Provided information -

════════════════════

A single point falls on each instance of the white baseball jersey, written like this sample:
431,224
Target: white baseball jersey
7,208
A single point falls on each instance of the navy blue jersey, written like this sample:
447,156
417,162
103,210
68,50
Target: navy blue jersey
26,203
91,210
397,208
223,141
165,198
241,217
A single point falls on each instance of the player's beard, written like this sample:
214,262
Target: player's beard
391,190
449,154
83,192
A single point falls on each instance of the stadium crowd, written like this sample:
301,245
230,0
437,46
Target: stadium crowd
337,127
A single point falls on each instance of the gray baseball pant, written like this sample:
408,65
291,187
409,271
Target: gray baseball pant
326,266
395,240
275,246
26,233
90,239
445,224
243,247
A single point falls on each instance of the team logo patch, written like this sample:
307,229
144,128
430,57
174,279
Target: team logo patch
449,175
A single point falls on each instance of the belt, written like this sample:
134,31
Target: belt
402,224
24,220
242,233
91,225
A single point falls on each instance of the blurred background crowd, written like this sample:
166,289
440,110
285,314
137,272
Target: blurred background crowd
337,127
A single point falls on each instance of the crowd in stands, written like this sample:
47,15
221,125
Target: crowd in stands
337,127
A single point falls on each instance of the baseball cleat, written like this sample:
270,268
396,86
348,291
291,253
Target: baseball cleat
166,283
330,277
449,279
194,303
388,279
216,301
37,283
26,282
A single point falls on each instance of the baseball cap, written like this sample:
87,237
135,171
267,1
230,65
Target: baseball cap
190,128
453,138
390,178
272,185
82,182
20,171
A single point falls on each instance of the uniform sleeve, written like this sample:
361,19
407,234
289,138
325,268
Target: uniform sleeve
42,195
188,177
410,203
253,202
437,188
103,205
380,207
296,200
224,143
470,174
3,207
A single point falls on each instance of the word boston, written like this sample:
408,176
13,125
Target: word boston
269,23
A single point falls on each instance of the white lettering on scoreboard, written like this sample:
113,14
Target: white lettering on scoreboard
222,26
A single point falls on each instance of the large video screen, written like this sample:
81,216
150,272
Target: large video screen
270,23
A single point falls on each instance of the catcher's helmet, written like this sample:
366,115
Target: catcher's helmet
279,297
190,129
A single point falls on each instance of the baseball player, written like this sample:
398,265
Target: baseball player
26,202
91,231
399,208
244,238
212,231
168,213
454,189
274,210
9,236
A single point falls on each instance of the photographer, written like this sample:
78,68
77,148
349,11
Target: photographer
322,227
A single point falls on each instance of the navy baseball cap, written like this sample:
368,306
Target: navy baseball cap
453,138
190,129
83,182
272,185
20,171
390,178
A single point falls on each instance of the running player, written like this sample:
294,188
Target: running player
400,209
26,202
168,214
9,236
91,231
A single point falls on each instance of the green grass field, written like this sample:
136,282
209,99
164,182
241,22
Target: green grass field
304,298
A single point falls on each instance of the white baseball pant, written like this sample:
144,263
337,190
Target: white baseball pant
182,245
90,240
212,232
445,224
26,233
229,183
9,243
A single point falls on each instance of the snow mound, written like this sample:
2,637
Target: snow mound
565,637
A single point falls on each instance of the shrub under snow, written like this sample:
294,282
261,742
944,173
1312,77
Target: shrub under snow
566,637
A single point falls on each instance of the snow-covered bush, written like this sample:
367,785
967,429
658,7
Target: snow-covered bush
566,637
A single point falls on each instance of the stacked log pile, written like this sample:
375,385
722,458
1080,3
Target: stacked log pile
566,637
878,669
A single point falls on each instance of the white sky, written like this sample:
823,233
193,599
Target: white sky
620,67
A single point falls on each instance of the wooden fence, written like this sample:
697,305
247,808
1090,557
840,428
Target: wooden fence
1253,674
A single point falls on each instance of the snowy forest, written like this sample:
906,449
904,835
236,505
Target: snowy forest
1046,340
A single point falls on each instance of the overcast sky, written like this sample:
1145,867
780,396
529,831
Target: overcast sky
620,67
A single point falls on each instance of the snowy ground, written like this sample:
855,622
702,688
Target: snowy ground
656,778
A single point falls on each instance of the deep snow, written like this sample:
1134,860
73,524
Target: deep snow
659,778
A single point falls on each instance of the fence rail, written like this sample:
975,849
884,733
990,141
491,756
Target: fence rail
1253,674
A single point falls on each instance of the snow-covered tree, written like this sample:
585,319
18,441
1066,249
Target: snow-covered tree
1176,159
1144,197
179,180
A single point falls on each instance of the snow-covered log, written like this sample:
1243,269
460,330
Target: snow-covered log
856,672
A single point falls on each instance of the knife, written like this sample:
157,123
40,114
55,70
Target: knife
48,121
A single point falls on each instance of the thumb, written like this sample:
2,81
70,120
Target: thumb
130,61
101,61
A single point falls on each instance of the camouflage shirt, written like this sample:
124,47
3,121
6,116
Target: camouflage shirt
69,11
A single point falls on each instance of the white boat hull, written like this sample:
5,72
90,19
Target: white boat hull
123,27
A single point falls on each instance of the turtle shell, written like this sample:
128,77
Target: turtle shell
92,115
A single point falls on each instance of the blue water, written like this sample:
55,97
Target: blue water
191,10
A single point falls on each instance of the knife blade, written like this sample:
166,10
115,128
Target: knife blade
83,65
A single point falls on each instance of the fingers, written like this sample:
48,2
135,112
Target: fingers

════════════════════

Exercise -
Can you return all of the items above, reproducing every line unchanged?

Written response -
A single point falls on each instance of the white baseball jersey, written like this sample:
431,224
Target: white baseball jersey
7,208
A single point falls on each instance of the navy blue jersey, written like this sample:
447,156
417,162
103,210
68,50
Target: navy blue jersey
26,203
91,210
397,208
223,141
165,198
241,217
A single point falls on each instance of the player's beard, written like this sample:
214,262
Target: player's beard
391,190
449,154
83,192
A single point falls on each instance of the stadium crowd, written like this sample:
301,245
230,0
437,46
Target: stadium crowd
337,127
A single point falls on each instance of the gray baseball pant, written like this sample:
408,65
291,187
409,271
Target: gray baseball pant
326,266
395,240
275,246
26,233
90,239
445,224
243,247
A single point falls on each instance of the team logo patch, written like this sample:
307,229
144,128
430,57
174,279
Target: team logo patch
449,175
A single point falls on each instance of the belt, written like this sample:
134,31
Target: belt
402,224
24,220
242,233
91,225
A single point falls on each instance of the blurred background crowd, written like this sample:
166,289
440,110
285,314
137,272
Target: blurred background crowd
337,127
A single point falls on each instance of the crowd in stands, written like this sample:
47,15
221,125
Target: crowd in stands
337,127
A single point falls on each instance of the baseball cleat, written like this sample:
270,268
396,86
348,291
291,253
Target: baseball cleat
166,283
330,277
449,279
194,303
388,279
216,301
37,283
26,282
A single point falls on each instance of the baseball cap, written like this sample:
87,237
135,171
267,1
230,65
Target: baseball cap
190,128
453,138
390,178
272,185
82,182
20,171
A single point falls on each instance of the uniform sleeve, written like this sample:
361,19
407,234
289,138
325,268
Target: uniform sleeve
42,195
188,177
410,203
253,202
437,188
103,205
380,207
296,200
224,143
470,174
3,207
A single point falls on each instance of the word boston, written like this sample:
408,176
13,125
Target: word boston
269,23
A single point falls on each instance of the white lettering on scoreboard, written like this sample:
113,14
Target: white lettering on scoreboard
222,26
A single point falls on each instance of the large video screen, written like this sample:
81,216
150,272
Target: large video screen
270,23
A single point falls on each instance of the catcher's helmet, written like this sample:
366,115
Target: catcher's helmet
279,297
190,129
A single point falls on each instance of the baseball player, written like this sample:
398,265
Target: baseball player
26,202
91,231
399,208
244,238
212,231
168,213
454,189
274,210
9,236
A single point falls on each instance of the photographer, written like this sample:
78,68
77,148
349,11
Target: photographer
322,227
A single point falls on each instance of the navy baseball cap, written like this sample:
368,306
Target: navy baseball cap
453,138
190,129
83,182
272,185
20,171
390,178
A single point falls on each instance of the running player, written like this sample:
294,188
Target: running player
400,209
26,202
168,214
9,236
91,231
A single point falls on each instance of the green grass field, written like this sample:
136,282
209,99
164,182
241,22
Target: green grass field
304,298
A single point falls on each instance of the white baseball pant, written like this sample:
144,263
337,190
Target: white baseball pant
182,245
90,240
212,232
445,224
26,233
229,183
9,243
A single point falls on each instance of the snow mound, written like this sample:
2,637
Target: snow mound
565,637
A single point falls on each instance of the shrub under snow, written like this sample:
294,282
261,742
944,173
1312,77
Target: shrub under snow
566,637
A single point falls on each instance of the snow-covered bush, written like this sample:
367,785
967,429
658,7
Target: snow-covered bush
566,637
A single point falls on each instance of the stacked log pile, written like this sample:
375,385
722,458
1080,3
Target: stacked log pile
566,637
878,669
A single point falls on each instance of the white sky, written like this sample:
823,233
193,599
Target: white sky
620,67
A single point falls on each instance of the wooden fence, written like this sample:
697,305
247,808
1090,557
840,428
Target: wooden fence
1253,674
A single point falls on each instance of the snowy forest, written like this sample:
906,449
904,835
236,505
Target: snowy forest
1046,340
A single point falls on each instance of the overcast sky, written like this sample:
1145,867
780,396
529,831
Target: overcast sky
620,67
A single point falls on each instance of the snowy ground, written like this sample:
855,622
702,688
Target: snowy ground
656,778
A single point falls on each instance of the deep snow, written like this sample:
1134,860
73,524
Target: deep snow
659,778
A single point falls on each instance of the fence rail, written like this sample:
975,849
884,733
990,141
491,756
Target: fence rail
1253,674
A single point falls on each instance of the snow-covered tree, written like this sample:
585,319
18,441
1066,249
Target: snow-covered tree
1176,159
1144,197
179,180
A single point falls on each instance of the snow-covered log, written like this sample:
1243,269
460,330
Target: snow-covered log
856,672
A single point falls on each instance of the knife, written like this sample:
157,123
40,114
55,70
Target: knife
48,121
A single point falls on each instance of the thumb, written like this sample:
2,81
70,120
Target: thumb
130,61
101,61
A single point falls on each instance of the camouflage shirt, written like this sample:
124,47
3,121
6,116
Target: camouflage shirt
69,11
A single point falls on each instance of the white boat hull, written like this sample:
5,72
90,19
Target: white boat hull
123,27
A single point falls on each instance of the turtle shell, written like this sample:
128,77
Target: turtle shell
92,115
A single point falls on each instance of the blue water, written like this sample:
55,97
Target: blue water
191,10
A single point falls on each instance of the knife blade, written like this sample:
166,10
115,128
Target: knife blade
83,65
A single point falls on each instance of the fingers, written like this sample:
48,2
135,112
Target: fingers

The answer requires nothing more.